[Extract to read]
···
Grandma assigned two of her granddaughters to speak at her service. Neither was me. 

For that I am grateful. 

There would be no "open mic" during the service, however there was a call for all grandchildren willing, to submit a memory or a blurb to be read by a designated spokesperson. 

Write a memory and NOT have to public speak??! Pick me. I am in! 

Here is my contribution of memory and honour of my Grandma Gloria. And I didn't even have to stand in front of a crowd and say it. 

And for that I am grateful.  

****

Grandma Gloria has been my grandma since I was nine years old. And she has always just been “Grandma” to me. I never thought of her as “Grandpa’s wife” or “Mom’s stepmom.” She is just Grandma. And I love her. 

 

And for that I am grateful. 

 

I don’t think it was coincidental that the year after she married Grandpa, our customary 2-dollar bill in our birthday cards became a 5-dollar bill. That was a colossal gold mine in the eyes of a kid living in the sticks in Keefers in the early 70’s. 

 

The first time I really felt like I got to know Grandma was when they visited us in Prince George in 1979, just five years into her role as Grandma. (They may have visited before that, but I don’t remember developing a relationship in the same way as that summer.) 

 

One of the days while they were visiting, Mom, Grandma, Jennifer, me and a friend went to the mall. (I’m not sure why Connie wasn’t there, but lucky her…) My friend and I parted ways with the adults and Jen, with instructions to meet back at a certain spot at a certain time. 

 

Mom and Grandma’s shopping time was cut short when Mom got paged throughout the mall to return to Woolco, the olden days “Walmart.” 

 

Where they were greeted by Woolco security and the RCMP. 

 

I cannot even imagine my mother’s humiliation upon realizing, within the presence of her stepmom, that her child had just been busted for shoplifting. Dollar-twenty-nine nail polish. While packing $40 in babysitting money in her wallet. 

 

What I DO remember is overhearing Grandma talking to Mom.  

And if we are all being honest, especially in the early years, Grandma was a pretty stoic, rule keeping, black-and-white, good-and-bad type girl.
···
[Required actions]
- A) In the memory of Grandma Gloria, what item was taken from Woolco?
- B) Write the next part of the memory of Grandma Gloria, picking up after its final sentence.
···
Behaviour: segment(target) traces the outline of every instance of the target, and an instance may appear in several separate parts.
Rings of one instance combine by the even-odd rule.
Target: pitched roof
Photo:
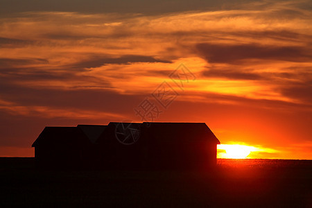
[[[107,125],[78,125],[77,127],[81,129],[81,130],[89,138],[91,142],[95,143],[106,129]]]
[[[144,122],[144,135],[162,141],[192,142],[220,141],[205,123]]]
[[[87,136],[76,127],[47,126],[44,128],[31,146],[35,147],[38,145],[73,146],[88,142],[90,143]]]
···
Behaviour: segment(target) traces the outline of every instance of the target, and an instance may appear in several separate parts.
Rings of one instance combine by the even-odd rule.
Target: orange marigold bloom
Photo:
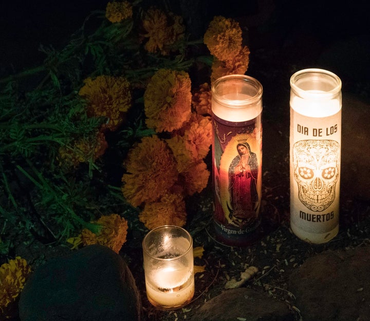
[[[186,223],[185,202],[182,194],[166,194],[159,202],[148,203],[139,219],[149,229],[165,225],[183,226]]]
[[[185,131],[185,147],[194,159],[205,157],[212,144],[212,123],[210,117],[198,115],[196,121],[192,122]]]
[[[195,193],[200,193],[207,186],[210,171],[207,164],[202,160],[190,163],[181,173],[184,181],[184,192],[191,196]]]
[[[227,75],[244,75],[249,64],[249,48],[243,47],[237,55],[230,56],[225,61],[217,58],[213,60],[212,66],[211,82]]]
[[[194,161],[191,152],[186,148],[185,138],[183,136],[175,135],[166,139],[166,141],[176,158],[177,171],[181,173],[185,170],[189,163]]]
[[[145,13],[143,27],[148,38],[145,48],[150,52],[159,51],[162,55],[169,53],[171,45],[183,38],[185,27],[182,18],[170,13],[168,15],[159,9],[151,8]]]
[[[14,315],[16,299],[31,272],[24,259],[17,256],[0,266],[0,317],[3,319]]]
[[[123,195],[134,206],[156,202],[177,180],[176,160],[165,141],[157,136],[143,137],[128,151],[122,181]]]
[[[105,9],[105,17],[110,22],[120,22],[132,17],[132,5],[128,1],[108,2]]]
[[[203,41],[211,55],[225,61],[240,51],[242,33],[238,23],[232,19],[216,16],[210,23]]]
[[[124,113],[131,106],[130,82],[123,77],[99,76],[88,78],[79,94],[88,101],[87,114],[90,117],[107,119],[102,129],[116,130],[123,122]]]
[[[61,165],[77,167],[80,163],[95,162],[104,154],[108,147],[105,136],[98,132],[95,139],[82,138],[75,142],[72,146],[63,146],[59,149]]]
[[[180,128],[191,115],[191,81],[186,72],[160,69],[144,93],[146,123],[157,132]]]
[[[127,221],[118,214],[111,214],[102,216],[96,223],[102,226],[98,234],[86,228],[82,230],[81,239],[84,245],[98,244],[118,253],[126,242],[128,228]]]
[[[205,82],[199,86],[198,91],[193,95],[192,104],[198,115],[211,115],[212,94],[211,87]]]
···
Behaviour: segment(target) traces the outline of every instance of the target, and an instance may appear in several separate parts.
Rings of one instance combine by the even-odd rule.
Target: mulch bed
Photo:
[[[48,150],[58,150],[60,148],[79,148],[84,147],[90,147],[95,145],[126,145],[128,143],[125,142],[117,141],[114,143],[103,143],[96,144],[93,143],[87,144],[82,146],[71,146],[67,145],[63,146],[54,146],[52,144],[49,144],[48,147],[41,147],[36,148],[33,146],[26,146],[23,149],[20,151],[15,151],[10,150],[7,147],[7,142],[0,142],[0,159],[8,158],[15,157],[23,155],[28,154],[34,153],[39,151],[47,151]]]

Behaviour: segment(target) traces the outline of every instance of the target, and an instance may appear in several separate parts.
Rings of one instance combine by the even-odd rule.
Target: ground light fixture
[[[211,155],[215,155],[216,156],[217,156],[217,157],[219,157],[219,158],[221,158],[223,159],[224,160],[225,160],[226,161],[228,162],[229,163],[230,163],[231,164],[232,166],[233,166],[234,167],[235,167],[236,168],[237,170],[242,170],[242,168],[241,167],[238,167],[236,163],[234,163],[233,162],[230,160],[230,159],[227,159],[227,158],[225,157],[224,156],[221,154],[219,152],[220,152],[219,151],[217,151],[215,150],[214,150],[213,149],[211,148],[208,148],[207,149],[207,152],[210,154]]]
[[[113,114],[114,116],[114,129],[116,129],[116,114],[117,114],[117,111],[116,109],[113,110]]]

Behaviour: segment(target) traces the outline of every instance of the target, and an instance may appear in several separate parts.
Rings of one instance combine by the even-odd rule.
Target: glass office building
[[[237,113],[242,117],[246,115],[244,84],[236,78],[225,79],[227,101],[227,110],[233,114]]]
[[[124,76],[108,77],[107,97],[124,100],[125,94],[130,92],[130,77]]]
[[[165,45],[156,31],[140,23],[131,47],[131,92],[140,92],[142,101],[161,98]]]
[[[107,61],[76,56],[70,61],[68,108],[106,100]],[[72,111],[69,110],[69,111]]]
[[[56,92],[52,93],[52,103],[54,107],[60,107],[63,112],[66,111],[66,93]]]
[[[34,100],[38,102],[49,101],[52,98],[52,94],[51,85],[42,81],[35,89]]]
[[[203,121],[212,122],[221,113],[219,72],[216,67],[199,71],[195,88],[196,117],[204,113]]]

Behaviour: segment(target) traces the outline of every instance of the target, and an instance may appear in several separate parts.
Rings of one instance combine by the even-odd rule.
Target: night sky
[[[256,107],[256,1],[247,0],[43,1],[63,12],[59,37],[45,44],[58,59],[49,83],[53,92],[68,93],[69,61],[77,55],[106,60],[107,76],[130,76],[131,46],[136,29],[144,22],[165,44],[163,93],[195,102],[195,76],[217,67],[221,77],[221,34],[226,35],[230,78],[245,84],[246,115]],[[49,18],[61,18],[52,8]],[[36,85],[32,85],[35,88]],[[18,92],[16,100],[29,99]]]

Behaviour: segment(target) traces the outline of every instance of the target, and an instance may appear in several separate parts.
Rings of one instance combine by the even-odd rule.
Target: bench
···
[List of answers]
- A) A bottle of nail polish that cost a dollar twenty-nine.

- B)
Yet, what I overheard her say to Mom, as the RCMP released me to their care, endeared her to my heart. 

 

“It’s NOT a big deal. It’s like smoking pot. ALL kids try it.” 

 

SERIOUSLY! My Grandmother thought this was “not a big deal!”  It was 1979! 

 

Mind blown! 

 

She had no idea that she had just saved me from a grounding, or a lecture, or a belting. 

 

However, I cocked my eyebrow in slight offence. 

 

Pot smoking???!!?

 

C’mon, Grandma! I may not be above slipping a $1.29 nail polish into my pocket. But pot smoking???! I’m offended. 

 

And few months later some kid on the bus gave me a bag of pot… 

 

For the record, I hated it, and it never became a thing for me.

 

And neither did shoplifting. 

 

But I credit Grandma for treating me with dignity, even while not approving my behaviour.  

 

And for that I am grateful. 

 

And through the years, Grandma has had an innate ability to love and include, while holding fast to her morals and belief in Jesus. 

 

And her love and inclusion included my son Jed. 

 

Grandma loved all her grandchildren. 

 

But she held a special love and inclusion for Jed. 


And for that I am grateful. 

 

She knew that when he called, it’s best to just answer and say, “I am too busy right now.” Rather than endure the 47 subsequent unanswered phone calls.  

 

Grandma often said to me, “I know that Jed loves me. And I love him.”  She was so gracious. 


And for that I am grateful.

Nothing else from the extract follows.